Quote the lines below exactly, from the one that holds "Spot every instance of the shrub" through the final line of the records, and only those.

-- begin --

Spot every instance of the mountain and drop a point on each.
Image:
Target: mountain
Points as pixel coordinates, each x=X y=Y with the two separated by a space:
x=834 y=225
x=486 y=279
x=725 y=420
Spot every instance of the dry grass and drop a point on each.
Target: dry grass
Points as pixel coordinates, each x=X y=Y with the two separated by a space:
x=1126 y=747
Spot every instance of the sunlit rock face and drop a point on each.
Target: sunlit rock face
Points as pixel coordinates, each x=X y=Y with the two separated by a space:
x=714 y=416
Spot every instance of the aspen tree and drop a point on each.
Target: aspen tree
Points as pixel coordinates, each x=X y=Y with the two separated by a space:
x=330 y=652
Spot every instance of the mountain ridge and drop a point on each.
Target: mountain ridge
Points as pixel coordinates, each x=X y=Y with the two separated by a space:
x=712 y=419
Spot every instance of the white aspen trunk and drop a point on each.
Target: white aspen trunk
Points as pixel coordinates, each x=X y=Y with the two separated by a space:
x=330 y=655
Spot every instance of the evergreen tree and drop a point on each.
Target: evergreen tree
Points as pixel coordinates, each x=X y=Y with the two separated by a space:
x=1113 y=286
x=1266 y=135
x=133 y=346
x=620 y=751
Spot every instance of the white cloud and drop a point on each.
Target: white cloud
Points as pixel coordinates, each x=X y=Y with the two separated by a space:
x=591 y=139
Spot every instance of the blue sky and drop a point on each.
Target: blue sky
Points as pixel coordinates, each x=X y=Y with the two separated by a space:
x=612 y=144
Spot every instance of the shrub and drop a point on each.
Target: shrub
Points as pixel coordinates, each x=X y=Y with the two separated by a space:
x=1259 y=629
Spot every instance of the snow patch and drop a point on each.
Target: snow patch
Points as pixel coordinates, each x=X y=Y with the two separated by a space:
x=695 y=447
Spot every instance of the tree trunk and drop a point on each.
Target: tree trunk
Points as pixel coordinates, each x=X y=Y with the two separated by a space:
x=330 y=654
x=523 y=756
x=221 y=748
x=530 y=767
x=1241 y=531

-- end --

◆ **Answer for the task**:
Spot every instance of the shrub and drop a point on each.
Target: shrub
Points as pixel coordinates, each x=X y=Y with the two separated by a space:
x=1259 y=629
Spot every instance of the snow patch and drop a point on each.
Target: snow patch
Points as pixel coordinates, each x=X y=Y with the two separated by a space:
x=695 y=447
Spot every instance of the tree trunk and drop a point on each.
Target: tree trunk
Points as pixel coordinates, each x=X y=Y with the two separated by a space:
x=330 y=654
x=523 y=756
x=221 y=748
x=530 y=767
x=1241 y=531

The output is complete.